Цель задания -
Продолжите текст о формах повествования, начав сразу после его последнего предложения.

Отрывок источника -
........

Повествование же от третьего
лица дает автору большую свободу в ведении
рассказа, поскольку не связано ни с какими
ограничениями; это как бы эстетически
нейтральная сама по себе форма, которая
может быть применена в разных целях.
Разновидностью повествования
от первого лица является имитация в художественном
произведении дневников (журнал Печорина),
писем («Бедные люди» Достоевского) или
иных документов.
Особой формой повествования
является так называемая несобственно-прямая
речь. Это повествование от лица нейтрального,
как правило, повествователя, но выдержанное
полностью или отчасти в речевой манере
героя, не являясь в то же время его прямой
речью.
Писатели новейшего времени
особенно часто прибегают к этой форме
повествования, желая воссоздать внутренний
мир героя, его внутреннюю речь, через
которую просматривается определенная
манера мышления. Эта форма повествования
была излюбленным приемом Достоевского,
Чехова, Л. Андреева, многих других писателей.
Приведем в качестве примера
отрывок несобственно-прямой внутренней
речи из романа «Преступление и наказание»:
«И вдруг Раскольникову ясно припомнилась
вся сцена третьего дня под воротами; он
сообразил, что, кроме дворников, там стояло
тогда еще несколько человек <...> Так
вот, стало быть, чем разрешился весь этот
вчерашний ужас. Всего ужаснее было подумать,
что он действительно чуть не погиб, чуть
не погубил себя из-за такого ничтожного
обстоятельства. Стало быть, кроме найма
квартиры и разговоров о крови, этот человек
ничего не может рассказать. Стало быть,
и у Порфирия тоже нет ничего, ничего, кроме
этого бреда, никаких фактов, кроме психологии,
которая о двух концах, ничего положительного.
Стало быть, если не явится никаких больше
фактов (а они не должны уже более являться,
не должны, не должны!), то... то что же могут
с ним сделать? Чем же могут его обличить
окончательно, хоть и арестуют? И, стало
быть, Порфирий только теперь, только сейчас
узнал о квартире, а до сих пор и не знал».
В повествовательной речи здесь
возникают слова, характерные для героя,
а не повествователя (частично они выделены
курсивом самим Достоевским), имитируются
структурные речевые особенности внутреннего
монолога: двойной ход мыслей (обозначенный
скобками), отрывочность, паузы, риторические
вопросы – все это свойственно речевой
манере Раскольникова.
Наконец, фраза в скобках – это
уже почти прямая речь, и образ повествователя
в ней уже почти «растаял», но только почти
– это все же не речь героя, а имитация
его речевой манеры повествователем. Форма
несобственно-прямой речи разнообразит
повествование, приближает читателя к
герою, создает психологическую насыщенность
и напряженность.
Разделяют персонифицированных
и неперсонифицированных повествователей.
В первом случае повествователь – одно
из действующих лиц произведения, часто
он имеет все или некоторые атрибуты литературного
персонажа: имя, возраст, наружность; так
или иначе участвует в действии. Во втором
случае повествователь есть фигура максимально
условная, он представляет собой субъект
повествования и внеположен изображенному
в произведении миру.

........

Отобранные пункты -
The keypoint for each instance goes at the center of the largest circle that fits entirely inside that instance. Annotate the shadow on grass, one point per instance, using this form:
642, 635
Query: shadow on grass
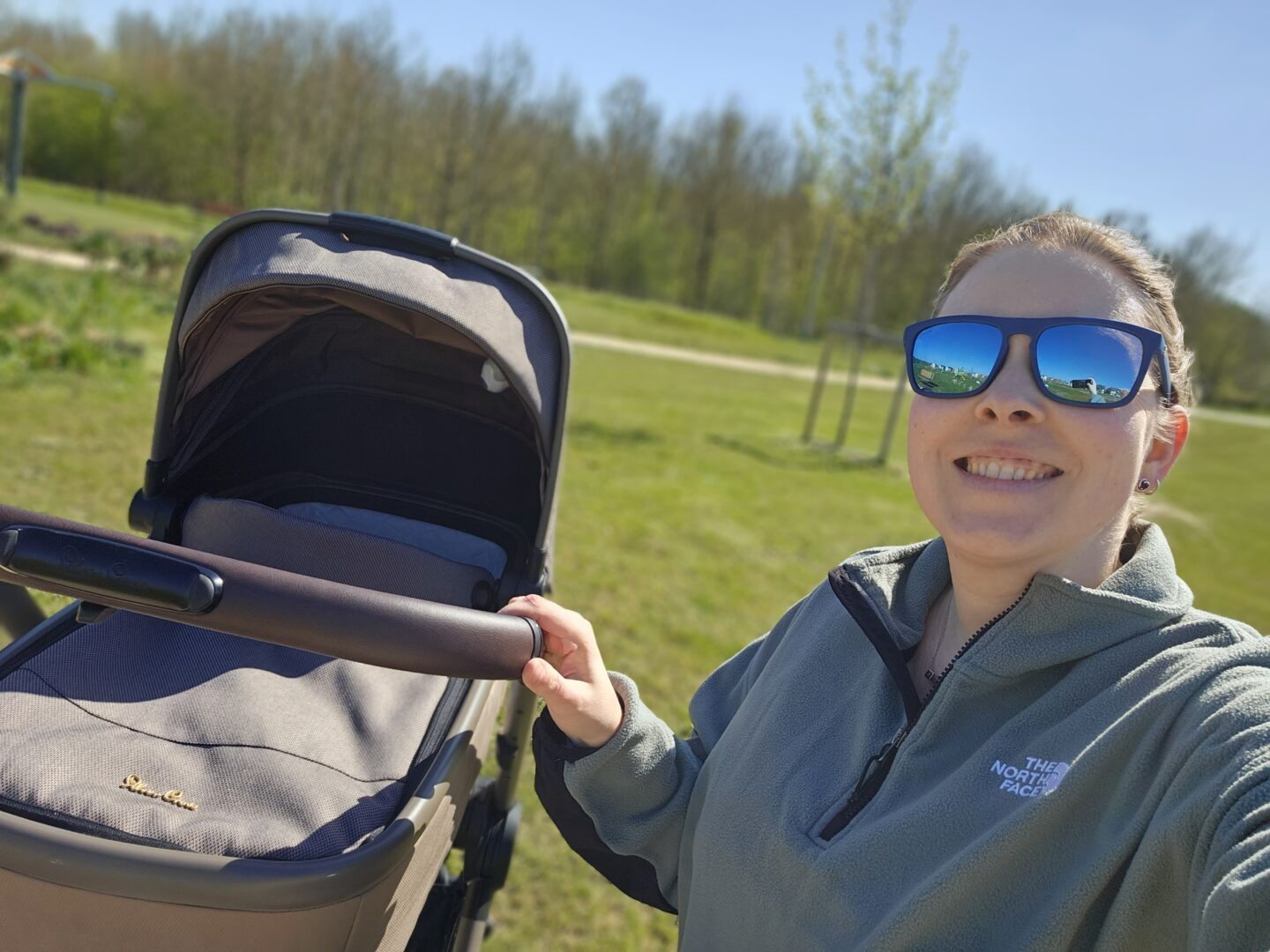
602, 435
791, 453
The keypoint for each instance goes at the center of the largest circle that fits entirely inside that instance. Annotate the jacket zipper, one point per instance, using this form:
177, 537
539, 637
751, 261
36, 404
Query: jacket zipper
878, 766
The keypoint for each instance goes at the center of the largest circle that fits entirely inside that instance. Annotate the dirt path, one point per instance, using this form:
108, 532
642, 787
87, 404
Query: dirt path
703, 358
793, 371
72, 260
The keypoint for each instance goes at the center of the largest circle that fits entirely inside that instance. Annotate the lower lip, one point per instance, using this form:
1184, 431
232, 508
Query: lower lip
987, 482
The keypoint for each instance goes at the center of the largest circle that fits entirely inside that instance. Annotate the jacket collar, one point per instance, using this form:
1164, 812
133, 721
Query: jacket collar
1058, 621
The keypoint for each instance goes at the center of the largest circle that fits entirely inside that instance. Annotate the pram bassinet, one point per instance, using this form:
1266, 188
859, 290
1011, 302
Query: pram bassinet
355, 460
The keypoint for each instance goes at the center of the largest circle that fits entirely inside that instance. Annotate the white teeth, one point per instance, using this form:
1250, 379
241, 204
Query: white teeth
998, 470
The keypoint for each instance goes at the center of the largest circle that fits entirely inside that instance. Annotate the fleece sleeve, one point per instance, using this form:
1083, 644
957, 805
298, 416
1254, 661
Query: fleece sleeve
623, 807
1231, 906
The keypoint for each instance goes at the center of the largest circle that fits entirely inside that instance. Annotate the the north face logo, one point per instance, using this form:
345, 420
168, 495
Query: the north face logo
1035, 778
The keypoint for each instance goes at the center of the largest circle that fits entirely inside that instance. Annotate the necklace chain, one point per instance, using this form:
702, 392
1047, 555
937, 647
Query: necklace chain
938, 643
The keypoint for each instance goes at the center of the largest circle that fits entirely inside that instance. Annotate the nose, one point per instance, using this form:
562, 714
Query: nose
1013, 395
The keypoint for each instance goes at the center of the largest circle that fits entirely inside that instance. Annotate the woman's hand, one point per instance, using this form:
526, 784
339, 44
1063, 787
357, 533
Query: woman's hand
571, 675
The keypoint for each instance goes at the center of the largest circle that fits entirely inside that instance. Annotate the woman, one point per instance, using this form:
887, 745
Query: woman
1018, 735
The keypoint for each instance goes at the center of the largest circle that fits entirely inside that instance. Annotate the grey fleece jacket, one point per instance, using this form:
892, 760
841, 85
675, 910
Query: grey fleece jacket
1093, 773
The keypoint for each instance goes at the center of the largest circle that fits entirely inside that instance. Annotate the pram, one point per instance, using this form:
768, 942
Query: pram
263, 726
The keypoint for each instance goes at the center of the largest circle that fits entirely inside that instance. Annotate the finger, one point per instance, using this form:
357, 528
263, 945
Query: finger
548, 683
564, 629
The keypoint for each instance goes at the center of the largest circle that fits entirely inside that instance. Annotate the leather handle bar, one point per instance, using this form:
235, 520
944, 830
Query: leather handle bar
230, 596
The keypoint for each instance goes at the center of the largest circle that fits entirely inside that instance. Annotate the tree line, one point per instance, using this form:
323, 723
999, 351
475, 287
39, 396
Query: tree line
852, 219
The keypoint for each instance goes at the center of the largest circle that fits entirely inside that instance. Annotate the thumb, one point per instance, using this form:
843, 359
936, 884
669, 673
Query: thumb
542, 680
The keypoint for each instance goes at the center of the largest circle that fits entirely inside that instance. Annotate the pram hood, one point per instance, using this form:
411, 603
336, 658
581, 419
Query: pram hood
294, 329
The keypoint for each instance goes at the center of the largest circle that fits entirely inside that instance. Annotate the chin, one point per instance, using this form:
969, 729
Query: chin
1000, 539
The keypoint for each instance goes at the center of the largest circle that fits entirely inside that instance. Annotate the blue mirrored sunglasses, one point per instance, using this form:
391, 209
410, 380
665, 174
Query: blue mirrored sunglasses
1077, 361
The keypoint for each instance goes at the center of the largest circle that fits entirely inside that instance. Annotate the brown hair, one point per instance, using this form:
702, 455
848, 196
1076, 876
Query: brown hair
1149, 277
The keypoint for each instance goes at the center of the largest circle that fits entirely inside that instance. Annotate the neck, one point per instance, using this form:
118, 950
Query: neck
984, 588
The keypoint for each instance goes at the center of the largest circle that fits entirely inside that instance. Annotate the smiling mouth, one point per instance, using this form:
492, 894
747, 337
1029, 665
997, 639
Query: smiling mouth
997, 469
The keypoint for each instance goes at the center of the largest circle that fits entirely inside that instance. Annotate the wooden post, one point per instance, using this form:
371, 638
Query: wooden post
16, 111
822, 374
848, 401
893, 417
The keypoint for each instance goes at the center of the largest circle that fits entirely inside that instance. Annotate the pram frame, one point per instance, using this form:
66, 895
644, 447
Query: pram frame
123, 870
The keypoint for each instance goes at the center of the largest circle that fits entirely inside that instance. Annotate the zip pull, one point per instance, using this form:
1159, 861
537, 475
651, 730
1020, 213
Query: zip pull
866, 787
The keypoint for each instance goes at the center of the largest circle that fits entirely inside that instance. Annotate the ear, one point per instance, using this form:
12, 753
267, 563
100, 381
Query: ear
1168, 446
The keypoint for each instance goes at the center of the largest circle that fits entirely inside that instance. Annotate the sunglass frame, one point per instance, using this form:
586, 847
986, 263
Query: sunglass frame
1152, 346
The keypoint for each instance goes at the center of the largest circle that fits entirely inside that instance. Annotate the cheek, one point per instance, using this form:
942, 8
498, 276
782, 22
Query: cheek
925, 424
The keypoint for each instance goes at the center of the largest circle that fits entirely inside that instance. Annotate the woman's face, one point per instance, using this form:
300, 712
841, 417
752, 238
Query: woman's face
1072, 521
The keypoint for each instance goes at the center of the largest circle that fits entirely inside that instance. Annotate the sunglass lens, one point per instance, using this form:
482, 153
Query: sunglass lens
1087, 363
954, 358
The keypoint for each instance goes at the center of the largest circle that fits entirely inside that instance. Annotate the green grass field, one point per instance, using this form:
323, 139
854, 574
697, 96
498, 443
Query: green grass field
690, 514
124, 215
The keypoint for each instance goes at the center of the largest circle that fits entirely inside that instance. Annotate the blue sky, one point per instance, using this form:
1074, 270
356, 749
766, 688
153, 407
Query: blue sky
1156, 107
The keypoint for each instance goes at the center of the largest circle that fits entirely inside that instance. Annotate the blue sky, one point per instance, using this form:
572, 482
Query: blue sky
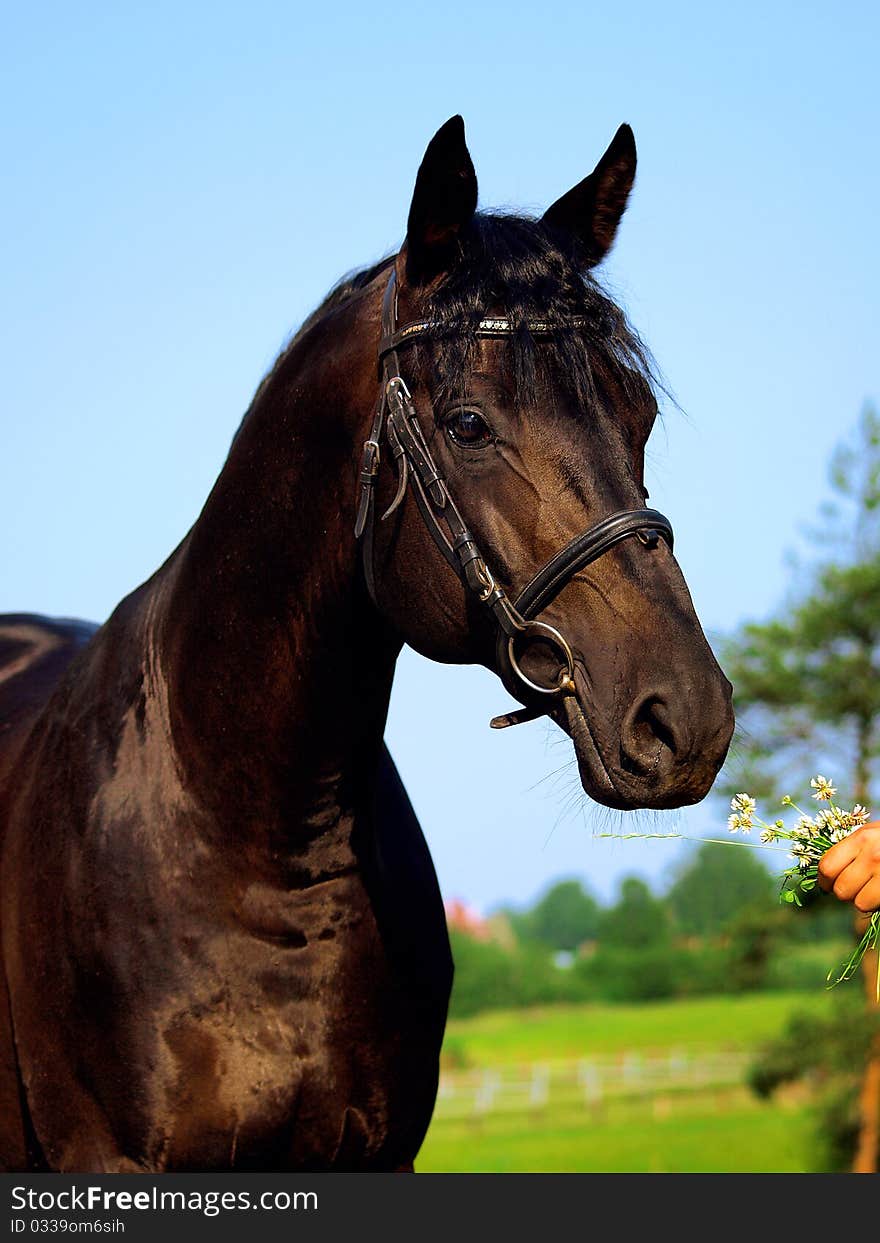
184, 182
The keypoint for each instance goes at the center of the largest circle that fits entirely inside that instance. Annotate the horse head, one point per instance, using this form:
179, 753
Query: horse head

........

Итог -
Если повествователь персонифицирован,
то он может быть либо главным героем произведения
(Печорин в последних трех частях «Героя
нашего времени»), либо второстепенным
(Максим Максимыч в «Бэле»), либо эпизодическим,
практически не принимающим участия в
действии («публикатор» дневника Печорина
в «Максиме Максимыче»).
Последний тип часто называют
повествователем-наблюдателем, иногда
этот тип повествования чрезвычайно похож
на повествование от третьего лица (например,
в романе Достоевского «Братья Карамазовы»).
В зависимости от того, насколько
выражена речевая манера повествователя,
выделяются несколько типов повествования.
Наиболее простым типом является так называемое
нейтральное повествование, построенное
по нормам литературной речи, ведущееся
от третьего лица, причем повествователь
неперсонифицирован.
Повествование выдержано в основном
в нейтральной стилистике, а речевая манера
де акцентирована. Такое повествование
мы встречаем в романах Тургенева, в большинстве
повестей и рассказов Чехова.
Заметим, что в этом случае можно
с наибольшей вероятностью предполагать,
что по своей манере мышления и речи, по
своей концепции действительности повествователь
максимально близок к автору.
Другой тип – повествование,
выдержанное в более или менее ярко выраженной
речевой манере, с элементами экспрессивной
стилистики, со своеобразным синтаксисом
и т.п.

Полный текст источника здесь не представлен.